* Exercise description *
Set down the data that follows, exactly and completely.
=== Section Start ===
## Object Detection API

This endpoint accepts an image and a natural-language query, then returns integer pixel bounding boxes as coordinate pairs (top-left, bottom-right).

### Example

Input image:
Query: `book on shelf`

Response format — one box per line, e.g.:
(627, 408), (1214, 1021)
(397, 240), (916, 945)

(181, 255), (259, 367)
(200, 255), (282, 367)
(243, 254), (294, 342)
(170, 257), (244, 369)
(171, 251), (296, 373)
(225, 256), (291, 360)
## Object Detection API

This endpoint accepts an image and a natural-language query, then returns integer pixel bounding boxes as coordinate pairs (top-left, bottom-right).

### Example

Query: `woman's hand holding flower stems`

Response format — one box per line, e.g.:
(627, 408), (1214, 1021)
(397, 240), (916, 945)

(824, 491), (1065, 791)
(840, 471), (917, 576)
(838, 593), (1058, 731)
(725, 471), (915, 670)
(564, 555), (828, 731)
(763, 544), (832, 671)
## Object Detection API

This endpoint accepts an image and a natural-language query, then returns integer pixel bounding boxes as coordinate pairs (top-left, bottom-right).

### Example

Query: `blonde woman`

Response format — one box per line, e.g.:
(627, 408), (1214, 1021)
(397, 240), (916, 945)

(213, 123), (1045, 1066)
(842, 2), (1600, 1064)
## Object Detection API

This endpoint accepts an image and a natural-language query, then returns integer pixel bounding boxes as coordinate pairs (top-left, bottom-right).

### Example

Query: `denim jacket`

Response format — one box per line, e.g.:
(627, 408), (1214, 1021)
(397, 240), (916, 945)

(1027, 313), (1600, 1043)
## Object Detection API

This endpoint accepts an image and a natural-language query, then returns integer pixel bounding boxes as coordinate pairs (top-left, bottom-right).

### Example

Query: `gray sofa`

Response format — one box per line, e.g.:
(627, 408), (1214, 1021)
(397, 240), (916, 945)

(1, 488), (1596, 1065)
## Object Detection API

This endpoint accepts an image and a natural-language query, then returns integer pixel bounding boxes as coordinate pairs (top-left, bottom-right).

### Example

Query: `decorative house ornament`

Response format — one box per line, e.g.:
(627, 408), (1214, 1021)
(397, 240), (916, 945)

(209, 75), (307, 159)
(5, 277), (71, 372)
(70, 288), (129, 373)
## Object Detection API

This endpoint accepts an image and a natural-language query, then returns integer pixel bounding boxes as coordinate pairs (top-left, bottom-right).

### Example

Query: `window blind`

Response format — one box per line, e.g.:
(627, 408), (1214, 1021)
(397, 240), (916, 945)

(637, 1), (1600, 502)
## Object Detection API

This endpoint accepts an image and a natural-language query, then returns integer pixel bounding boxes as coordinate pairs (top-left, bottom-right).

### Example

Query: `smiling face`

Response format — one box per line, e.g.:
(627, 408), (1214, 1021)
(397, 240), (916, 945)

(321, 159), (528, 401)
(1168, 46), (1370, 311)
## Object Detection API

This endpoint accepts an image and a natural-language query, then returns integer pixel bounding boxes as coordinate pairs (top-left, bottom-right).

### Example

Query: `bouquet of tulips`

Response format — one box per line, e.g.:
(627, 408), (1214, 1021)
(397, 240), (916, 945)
=== Section End ===
* Exercise answer *
## Object Detection API

This endpoint accepts an image and a natural-language query, then returns integer pixel bounding boxes as coordinate pairs (top-left, bottom-right).

### Example

Input image:
Query: `book on shelf`

Response format — one box per line, e.g.:
(627, 408), (1214, 1021)
(397, 240), (916, 945)

(181, 255), (259, 367)
(200, 255), (282, 367)
(243, 254), (294, 342)
(170, 257), (244, 369)
(171, 251), (296, 373)
(225, 256), (291, 360)
## Object Detection API

This endpoint accepts an image and a natural-language query, then returns integer pixel bounding boxes as coordinate pairs (top-left, bottom-right).

### Example

Query: `woman's hand holding flower stems`

Response format — one box per line, e.g.:
(627, 408), (1214, 1021)
(397, 240), (916, 945)

(824, 491), (1065, 791)
(840, 471), (917, 576)
(838, 593), (1058, 731)
(725, 471), (915, 670)
(564, 555), (828, 731)
(763, 544), (832, 671)
## Object Detection API

This endpoint accepts an image and a natural-language query, then returns integer pixel bounding boxes as coordinate pairs (top-left, bottom-right).

### Example

Query: `blonde woman`

Response format — one box per line, e.g.:
(627, 408), (1214, 1021)
(397, 240), (916, 945)

(213, 123), (1045, 1066)
(842, 2), (1600, 1064)
## Object Detection API

This endpoint accepts an image and a natural-language query, then returns integer pixel bounding boxes as coordinate pairs (top-left, bottom-right).

### Example

Query: `denim jacket`

Response format — one box per line, e.g.:
(627, 408), (1214, 1021)
(397, 240), (916, 945)

(1027, 313), (1600, 1043)
## Object Detection API

This endpoint accepts an image and a natural-language query, then returns integer pixel bounding boxes as coordinate pairs (top-left, bottom-right).

### Example

Query: `gray sofa`

Response format — one box per line, e.g.:
(627, 408), (1214, 1021)
(397, 240), (916, 945)

(1, 488), (1596, 1065)
## Object Detection API

This endpoint accepts an image and a natural-language query, then returns integer pixel bounding boxes as coordinate pairs (top-left, bottom-right).

### Example

Query: `decorative house ornament`

Response format — one box per line, e.g.:
(627, 408), (1214, 1021)
(397, 240), (916, 945)

(209, 75), (307, 159)
(5, 277), (71, 372)
(70, 288), (129, 373)
## Object Detection API

This endpoint accepts an image and a natural-language query, then returns integer pixel bounding boxes as coordinate pairs (top-left, bottom-right).

### Example

Query: `window blind`

Response format — one box per line, e.g.:
(627, 408), (1214, 1021)
(397, 240), (916, 945)

(637, 1), (1600, 502)
## Object Detection API

This endpoint accepts an image and a natural-language query, then returns integer pixel bounding boxes as coordinate pairs (top-left, bottom-right).

### Example

Query: `smiling face`

Response format — one box per line, e.g.:
(627, 408), (1214, 1021)
(397, 240), (916, 945)

(321, 159), (528, 401)
(1168, 46), (1370, 311)
## Object Detection API

This endpoint accepts an image and a natural-language query, then returns integer pixel bounding boxes as coordinate pairs (top-left, bottom-right).

### Example

Query: `bouquet of tulips`

Response format — one box per line, e.g.:
(627, 408), (1214, 1021)
(397, 240), (916, 945)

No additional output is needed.